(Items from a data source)
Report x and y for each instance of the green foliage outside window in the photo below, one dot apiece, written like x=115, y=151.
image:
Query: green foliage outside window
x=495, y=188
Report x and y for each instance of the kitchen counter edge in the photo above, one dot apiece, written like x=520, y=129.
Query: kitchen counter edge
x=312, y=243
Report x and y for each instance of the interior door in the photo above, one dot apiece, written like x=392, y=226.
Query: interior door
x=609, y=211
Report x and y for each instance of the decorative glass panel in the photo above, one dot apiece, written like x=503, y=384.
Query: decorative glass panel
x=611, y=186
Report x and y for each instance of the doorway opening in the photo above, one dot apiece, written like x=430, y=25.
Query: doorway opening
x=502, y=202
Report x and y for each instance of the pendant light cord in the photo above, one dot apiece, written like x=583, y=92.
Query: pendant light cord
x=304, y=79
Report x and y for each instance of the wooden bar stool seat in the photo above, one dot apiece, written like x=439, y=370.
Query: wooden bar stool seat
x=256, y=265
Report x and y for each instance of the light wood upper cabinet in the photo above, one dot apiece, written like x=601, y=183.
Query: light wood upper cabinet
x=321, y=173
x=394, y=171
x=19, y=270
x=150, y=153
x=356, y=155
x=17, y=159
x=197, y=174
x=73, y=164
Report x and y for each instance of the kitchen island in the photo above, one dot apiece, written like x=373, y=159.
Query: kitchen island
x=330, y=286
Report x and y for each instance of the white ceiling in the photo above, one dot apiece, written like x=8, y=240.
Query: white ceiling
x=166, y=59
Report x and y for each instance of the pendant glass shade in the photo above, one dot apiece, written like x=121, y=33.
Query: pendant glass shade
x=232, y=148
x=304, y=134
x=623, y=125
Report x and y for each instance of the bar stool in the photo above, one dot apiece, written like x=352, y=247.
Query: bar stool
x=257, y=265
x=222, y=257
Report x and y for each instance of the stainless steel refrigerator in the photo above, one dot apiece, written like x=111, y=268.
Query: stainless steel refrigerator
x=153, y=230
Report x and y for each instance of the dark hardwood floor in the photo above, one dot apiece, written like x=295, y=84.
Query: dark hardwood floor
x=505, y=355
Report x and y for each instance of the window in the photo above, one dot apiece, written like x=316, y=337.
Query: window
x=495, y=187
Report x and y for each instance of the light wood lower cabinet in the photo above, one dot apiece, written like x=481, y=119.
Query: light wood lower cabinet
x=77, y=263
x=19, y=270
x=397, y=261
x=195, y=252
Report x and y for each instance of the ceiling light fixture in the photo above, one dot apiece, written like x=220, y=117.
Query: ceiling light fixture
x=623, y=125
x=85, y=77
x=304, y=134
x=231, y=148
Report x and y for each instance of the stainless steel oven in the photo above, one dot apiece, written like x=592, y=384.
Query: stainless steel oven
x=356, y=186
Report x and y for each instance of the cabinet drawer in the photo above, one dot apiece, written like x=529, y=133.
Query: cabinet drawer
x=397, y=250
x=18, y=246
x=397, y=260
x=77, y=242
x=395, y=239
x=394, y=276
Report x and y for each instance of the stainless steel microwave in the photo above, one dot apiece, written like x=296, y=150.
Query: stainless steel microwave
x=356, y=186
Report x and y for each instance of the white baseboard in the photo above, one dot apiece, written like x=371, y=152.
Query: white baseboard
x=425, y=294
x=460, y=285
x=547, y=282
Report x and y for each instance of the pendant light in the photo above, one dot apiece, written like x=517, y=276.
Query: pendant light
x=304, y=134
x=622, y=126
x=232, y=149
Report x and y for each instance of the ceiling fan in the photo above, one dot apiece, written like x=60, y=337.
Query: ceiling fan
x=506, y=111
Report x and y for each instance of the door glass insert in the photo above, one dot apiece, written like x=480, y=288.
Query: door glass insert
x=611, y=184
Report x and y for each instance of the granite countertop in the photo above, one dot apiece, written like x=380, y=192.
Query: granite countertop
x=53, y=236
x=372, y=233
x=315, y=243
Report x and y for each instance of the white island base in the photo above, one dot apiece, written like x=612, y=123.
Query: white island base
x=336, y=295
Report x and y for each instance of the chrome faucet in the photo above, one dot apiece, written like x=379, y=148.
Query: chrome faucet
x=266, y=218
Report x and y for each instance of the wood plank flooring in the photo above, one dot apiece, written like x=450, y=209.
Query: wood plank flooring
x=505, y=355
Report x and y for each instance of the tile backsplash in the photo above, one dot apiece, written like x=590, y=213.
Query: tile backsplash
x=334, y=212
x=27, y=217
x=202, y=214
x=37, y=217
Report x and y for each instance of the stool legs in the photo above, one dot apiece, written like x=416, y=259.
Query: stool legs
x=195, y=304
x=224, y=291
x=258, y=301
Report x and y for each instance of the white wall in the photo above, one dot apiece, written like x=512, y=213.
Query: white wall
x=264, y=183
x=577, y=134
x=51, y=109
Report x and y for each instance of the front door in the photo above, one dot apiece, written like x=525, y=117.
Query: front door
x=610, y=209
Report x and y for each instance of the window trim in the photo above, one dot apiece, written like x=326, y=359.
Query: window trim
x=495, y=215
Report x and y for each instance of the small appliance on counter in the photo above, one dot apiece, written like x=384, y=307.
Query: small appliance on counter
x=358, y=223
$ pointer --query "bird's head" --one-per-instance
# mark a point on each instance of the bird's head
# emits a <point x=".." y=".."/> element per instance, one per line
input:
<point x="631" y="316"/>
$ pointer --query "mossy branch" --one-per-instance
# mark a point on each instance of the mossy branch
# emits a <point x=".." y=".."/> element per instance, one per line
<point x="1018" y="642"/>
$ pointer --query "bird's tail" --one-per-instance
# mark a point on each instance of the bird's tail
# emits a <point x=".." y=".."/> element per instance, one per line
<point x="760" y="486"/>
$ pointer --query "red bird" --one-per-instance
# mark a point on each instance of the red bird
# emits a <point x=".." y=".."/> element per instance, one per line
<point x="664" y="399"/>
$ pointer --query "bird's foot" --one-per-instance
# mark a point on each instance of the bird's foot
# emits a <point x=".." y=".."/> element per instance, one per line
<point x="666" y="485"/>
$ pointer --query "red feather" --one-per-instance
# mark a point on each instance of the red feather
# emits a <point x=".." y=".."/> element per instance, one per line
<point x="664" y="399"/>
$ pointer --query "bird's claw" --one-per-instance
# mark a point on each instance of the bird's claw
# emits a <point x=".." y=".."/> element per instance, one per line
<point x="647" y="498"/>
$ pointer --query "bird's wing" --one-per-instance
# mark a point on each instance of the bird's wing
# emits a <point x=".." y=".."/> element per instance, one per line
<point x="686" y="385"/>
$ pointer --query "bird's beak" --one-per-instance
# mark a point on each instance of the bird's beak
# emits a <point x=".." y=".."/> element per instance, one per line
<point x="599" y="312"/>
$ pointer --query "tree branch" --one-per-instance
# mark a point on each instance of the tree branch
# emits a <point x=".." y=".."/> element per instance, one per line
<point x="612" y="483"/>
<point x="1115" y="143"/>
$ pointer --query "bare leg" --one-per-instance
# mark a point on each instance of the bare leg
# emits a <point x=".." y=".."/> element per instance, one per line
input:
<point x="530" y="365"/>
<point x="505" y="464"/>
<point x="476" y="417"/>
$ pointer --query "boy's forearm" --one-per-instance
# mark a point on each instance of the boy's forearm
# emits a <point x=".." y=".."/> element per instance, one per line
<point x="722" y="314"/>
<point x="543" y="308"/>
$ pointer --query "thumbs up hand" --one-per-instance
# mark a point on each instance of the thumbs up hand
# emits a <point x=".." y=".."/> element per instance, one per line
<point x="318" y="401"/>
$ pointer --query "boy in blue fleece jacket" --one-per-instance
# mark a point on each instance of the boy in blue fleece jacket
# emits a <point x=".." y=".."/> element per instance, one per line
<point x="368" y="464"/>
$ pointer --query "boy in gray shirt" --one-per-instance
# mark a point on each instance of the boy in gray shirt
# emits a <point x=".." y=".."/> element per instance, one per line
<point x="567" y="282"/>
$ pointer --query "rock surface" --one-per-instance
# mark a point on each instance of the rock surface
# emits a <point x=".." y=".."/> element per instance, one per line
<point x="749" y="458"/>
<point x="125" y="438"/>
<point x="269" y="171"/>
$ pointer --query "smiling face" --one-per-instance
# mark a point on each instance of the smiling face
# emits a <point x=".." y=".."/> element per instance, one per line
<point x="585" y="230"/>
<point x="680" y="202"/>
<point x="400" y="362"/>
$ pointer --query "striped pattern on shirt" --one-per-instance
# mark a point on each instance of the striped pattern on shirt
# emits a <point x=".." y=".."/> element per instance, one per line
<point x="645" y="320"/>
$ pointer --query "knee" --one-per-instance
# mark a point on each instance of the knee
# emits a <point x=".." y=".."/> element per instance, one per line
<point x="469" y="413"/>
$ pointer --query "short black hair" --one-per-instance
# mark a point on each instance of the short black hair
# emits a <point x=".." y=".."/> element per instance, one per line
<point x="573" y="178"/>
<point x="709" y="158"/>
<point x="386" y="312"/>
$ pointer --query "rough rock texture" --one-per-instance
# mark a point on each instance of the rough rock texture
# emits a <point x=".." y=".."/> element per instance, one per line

The task:
List every line from the items above that contains the string "baseboard", matching case exactly.

The solution:
Report x and y for each instance of the white baseboard in the photo above, one dot apiece, written like x=371, y=152.
Query: white baseboard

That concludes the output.